## Instruction
Would you return all of this data exactly, leaving nothing out?

## Supplied entries
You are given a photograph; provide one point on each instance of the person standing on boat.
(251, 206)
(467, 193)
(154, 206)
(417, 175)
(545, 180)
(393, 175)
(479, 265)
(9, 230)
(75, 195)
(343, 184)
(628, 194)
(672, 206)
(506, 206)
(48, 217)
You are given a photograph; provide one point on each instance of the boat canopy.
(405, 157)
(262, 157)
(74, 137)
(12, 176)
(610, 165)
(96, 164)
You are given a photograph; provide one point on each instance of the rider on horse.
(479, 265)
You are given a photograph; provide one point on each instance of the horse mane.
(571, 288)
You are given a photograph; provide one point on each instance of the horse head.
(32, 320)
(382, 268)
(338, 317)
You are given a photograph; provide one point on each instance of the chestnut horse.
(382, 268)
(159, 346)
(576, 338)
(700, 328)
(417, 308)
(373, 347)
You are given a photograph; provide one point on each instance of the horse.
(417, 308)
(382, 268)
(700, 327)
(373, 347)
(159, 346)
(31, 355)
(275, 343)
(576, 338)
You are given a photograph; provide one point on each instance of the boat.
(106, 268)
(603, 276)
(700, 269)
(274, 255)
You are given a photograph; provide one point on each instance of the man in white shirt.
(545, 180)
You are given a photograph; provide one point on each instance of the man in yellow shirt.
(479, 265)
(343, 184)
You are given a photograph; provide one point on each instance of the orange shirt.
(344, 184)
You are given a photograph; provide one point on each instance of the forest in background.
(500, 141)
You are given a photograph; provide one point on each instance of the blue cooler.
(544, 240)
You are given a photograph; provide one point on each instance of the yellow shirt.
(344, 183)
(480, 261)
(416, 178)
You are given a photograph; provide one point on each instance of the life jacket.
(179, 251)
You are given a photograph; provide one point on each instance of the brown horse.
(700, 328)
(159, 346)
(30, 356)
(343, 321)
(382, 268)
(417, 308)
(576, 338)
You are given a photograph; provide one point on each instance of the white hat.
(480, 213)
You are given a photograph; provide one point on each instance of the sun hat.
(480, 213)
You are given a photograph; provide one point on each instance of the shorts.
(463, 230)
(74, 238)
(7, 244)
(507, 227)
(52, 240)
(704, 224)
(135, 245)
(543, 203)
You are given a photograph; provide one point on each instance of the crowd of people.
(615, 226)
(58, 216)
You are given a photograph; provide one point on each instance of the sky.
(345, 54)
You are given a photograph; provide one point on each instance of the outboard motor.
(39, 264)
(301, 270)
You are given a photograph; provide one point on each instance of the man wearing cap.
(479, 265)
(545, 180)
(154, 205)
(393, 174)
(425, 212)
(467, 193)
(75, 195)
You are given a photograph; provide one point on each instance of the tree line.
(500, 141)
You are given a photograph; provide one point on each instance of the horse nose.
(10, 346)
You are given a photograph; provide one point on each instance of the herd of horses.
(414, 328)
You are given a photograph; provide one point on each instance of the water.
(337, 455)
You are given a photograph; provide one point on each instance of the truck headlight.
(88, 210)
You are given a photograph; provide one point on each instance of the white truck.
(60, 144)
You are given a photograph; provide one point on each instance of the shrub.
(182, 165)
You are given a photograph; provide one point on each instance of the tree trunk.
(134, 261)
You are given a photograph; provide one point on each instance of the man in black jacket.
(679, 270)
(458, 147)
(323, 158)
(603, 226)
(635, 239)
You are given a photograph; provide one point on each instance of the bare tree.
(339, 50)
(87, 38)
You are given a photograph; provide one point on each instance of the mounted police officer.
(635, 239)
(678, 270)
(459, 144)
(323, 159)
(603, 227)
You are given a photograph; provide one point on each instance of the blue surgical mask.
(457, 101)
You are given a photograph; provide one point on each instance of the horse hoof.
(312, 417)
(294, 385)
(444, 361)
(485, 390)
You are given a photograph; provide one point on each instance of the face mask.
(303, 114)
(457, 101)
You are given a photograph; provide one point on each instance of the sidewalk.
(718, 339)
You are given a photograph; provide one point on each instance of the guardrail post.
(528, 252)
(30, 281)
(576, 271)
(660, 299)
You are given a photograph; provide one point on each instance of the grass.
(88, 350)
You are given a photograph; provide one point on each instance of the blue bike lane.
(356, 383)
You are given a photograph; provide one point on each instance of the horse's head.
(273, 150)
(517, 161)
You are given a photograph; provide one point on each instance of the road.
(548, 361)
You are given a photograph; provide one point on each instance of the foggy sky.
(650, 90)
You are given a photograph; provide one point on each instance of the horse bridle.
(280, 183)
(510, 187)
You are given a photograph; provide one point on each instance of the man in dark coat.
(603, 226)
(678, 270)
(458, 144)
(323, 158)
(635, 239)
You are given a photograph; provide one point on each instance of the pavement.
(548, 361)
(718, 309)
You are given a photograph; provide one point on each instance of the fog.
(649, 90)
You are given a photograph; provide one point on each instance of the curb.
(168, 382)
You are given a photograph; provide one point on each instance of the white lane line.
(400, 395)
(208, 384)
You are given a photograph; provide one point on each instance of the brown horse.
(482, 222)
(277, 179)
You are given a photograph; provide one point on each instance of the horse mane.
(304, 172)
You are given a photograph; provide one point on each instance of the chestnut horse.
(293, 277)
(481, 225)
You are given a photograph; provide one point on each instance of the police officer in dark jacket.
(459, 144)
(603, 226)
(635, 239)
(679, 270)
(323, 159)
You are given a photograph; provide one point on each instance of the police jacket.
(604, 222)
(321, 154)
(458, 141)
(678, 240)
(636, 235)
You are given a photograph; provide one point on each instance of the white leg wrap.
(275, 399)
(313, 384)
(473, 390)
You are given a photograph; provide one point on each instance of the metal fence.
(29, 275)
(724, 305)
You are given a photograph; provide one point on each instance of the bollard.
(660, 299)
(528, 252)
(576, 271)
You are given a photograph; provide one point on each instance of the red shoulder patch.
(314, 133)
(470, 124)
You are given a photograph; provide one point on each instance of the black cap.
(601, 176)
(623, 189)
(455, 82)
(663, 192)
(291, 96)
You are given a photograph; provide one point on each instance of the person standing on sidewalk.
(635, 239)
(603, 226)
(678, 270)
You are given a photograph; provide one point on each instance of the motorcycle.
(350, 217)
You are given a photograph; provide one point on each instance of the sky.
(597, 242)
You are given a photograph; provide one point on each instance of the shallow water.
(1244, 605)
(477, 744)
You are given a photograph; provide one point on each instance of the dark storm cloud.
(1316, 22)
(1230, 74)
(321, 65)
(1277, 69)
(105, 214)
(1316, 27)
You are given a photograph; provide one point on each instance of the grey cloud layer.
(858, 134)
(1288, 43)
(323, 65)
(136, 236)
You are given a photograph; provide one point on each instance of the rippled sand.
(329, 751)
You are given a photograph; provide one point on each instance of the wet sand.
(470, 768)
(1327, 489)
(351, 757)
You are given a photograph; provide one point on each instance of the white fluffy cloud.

## The result
You are given a photograph; provide one point on each instance of the person standing on boat.
(251, 206)
(467, 193)
(154, 206)
(417, 175)
(545, 180)
(393, 175)
(479, 265)
(9, 230)
(75, 195)
(343, 184)
(628, 194)
(672, 206)
(506, 206)
(48, 217)
You are given a photograph; provide one point on each instance of the boat canopy.
(405, 157)
(262, 157)
(74, 137)
(12, 176)
(610, 165)
(96, 164)
You are given a photograph; provide one point on each instance of the rider on horse.
(479, 265)
You are given a photograph; provide one point on each instance of the horse mane.
(571, 288)
You are given a photograph; provide one point on each instance of the horse head.
(32, 320)
(382, 268)
(338, 317)
You are given a photograph; provide one point on each instance of the chestnut horse.
(382, 268)
(159, 346)
(576, 338)
(700, 328)
(417, 308)
(373, 347)
You are given a photograph; provide one point on each instance of the horse.
(417, 308)
(382, 268)
(700, 327)
(373, 347)
(159, 346)
(31, 355)
(275, 343)
(576, 338)
You are given a photograph; provide one point on each instance of the boat.
(106, 268)
(603, 276)
(700, 269)
(274, 255)
You are given a photograph; provide one point on each instance of the man in white shirt.
(545, 180)
You are given a photograph; provide one point on each instance of the man in yellow shirt.
(479, 265)
(343, 184)
You are given a photograph; provide one point on each instance of the orange shirt.
(344, 184)
You are given a photograph; provide one point on each instance of the forest in background.
(500, 141)
You are given a photograph; provide one point on each instance of the blue cooler.
(544, 240)
You are given a photograph; provide one point on each instance of the yellow shirt.
(344, 183)
(480, 261)
(416, 178)
You are given a photograph; provide one point on each instance of the life jacket.
(179, 251)
You are given a photograph; provide one point on each instance of the brown horse.
(700, 328)
(159, 346)
(30, 356)
(343, 321)
(382, 268)
(417, 308)
(576, 338)
You are given a photograph; provide one point on each instance of the white hat.
(480, 213)
You are given a photograph; provide one point on each instance of the sun hat.
(480, 213)
You are given a photograph; provide one point on each instance of the shorts.
(463, 230)
(74, 238)
(7, 244)
(507, 227)
(52, 240)
(704, 224)
(135, 245)
(543, 203)
You are given a photograph; provide one point on each instance of the crowd of people.
(615, 226)
(58, 216)
You are given a photograph; provide one point on each instance of the sky.
(345, 54)
You are given a photograph; provide one point on each instance of the outboard motor.
(39, 264)
(301, 270)
You are given a photograph; provide one point on each instance of the man wearing cap.
(479, 265)
(545, 180)
(154, 205)
(393, 174)
(425, 212)
(467, 193)
(75, 195)
You are given a photograph; provide one point on each instance of the tree line.
(500, 141)
You are given a photograph; provide one point on each instance of the horse nose.
(10, 346)
You are given a photograph; provide one point on each instance of the herd of horses.
(414, 328)
You are given a photograph; provide one point on each instance of the water.
(337, 455)
You are given a photograph; provide one point on each instance of the truck headlight.
(88, 210)
You are given a photograph; provide one point on each instance of the white truck.
(60, 144)
You are given a photograph; provide one point on each instance of the shrub.
(182, 165)
You are given a photograph; provide one point on each instance of the tree trunk.
(134, 261)
You are given a photograph; provide one point on each instance of the man in black jacket.
(679, 270)
(458, 147)
(323, 158)
(603, 226)
(635, 239)
You are given a photograph; provide one point on each instance of the bare tree.
(339, 50)
(87, 38)
You are given a photograph; provide one point on each instance of the mounted police officer.
(635, 239)
(678, 270)
(459, 144)
(323, 159)
(603, 227)
You are given a photograph; provide one point on each instance of the blue surgical mask.
(457, 101)
You are given a photograph; provide one point on each instance of the horse hoof.
(312, 417)
(294, 385)
(444, 361)
(485, 390)
You are given a photograph; provide one point on each instance of the face mask.
(303, 114)
(457, 101)
You are given a photograph; provide one point on each instance of the sidewalk.
(718, 339)
You are given a photograph; provide one point on each instance of the guardrail post.
(528, 252)
(30, 281)
(576, 271)
(660, 299)
You are given a photograph; provide one point on each instance of the grass.
(88, 350)
You are given a photograph; provide one point on each instance of the blue bike lane.
(356, 383)
You are given a photograph; provide one point on each instance of the horse's head.
(273, 150)
(517, 161)
You are given a photograph; provide one point on each instance of the road.
(548, 361)
You are given a photograph; provide one point on each instance of the foggy sky.
(650, 90)
You are given a photograph; provide one point on each instance of the horse bridle.
(280, 183)
(510, 187)
You are given a photograph; provide one point on each instance of the man in dark coat.
(603, 226)
(678, 270)
(458, 144)
(323, 158)
(635, 239)
You are given a photograph; provide one point on each instance of the pavement.
(548, 361)
(718, 309)
You are given a photograph; provide one point on each instance of the fog.
(649, 90)
You are given a photograph; provide one point on each instance of the curb.
(168, 382)
You are given a photograph; provide one point on each instance of the white lane line.
(400, 395)
(208, 384)
You are given a photograph; provide one point on each instance of the brown horse.
(482, 222)
(277, 179)
You are given a photograph; provide one point on each instance of the horse mane.
(304, 172)
You are given a photograph; provide one point on each instance of the chestnut horse.
(293, 277)
(481, 225)
You are given a photograph; provide one point on each instance of the police officer in dark jacket.
(459, 144)
(603, 226)
(635, 239)
(679, 270)
(323, 159)
You are given a photograph; provide one point on each instance of the police jacket.
(604, 222)
(321, 154)
(458, 141)
(678, 240)
(636, 235)
You are given a photograph; provide one point on each instance of the white leg wrap.
(275, 399)
(313, 384)
(473, 390)
You are given a photograph; provide one point on each instance of the metal fence.
(29, 275)
(724, 305)
You are given a photograph; provide one point on each instance of the bollard.
(660, 299)
(528, 252)
(576, 271)
You are given a photograph; provide one point on each instance of the red shoulder patch.
(314, 133)
(470, 124)
You are given a photograph; provide one point on each instance of the black cap.
(601, 176)
(623, 189)
(455, 82)
(663, 192)
(291, 96)
You are given a photograph; provide one point on each instance of the person standing on sidewalk.
(635, 239)
(603, 226)
(678, 270)
You are given a photograph; provide one point on each instance of the motorcycle.
(350, 217)
You are given a photograph; provide one point on each instance of the sky.
(597, 242)
You are given a photograph; provide one point on each instance of the shallow water.
(1244, 605)
(477, 744)
You are given a photograph; provide one point on each instance of the dark storm cloud.
(1316, 22)
(1230, 74)
(321, 65)
(1277, 69)
(105, 214)
(1316, 27)
You are given a photograph; provide one point on each instance of the grey cloud layer.
(858, 134)
(1288, 43)
(323, 65)
(136, 236)
You are given a photograph; provide one point on each instance of the rippled sand.
(329, 751)
You are given a photograph; provide one point on each instance of the wet sand.
(470, 768)
(1327, 489)
(351, 757)
You are given a photograph; provide one point on each instance of the white fluffy cloud.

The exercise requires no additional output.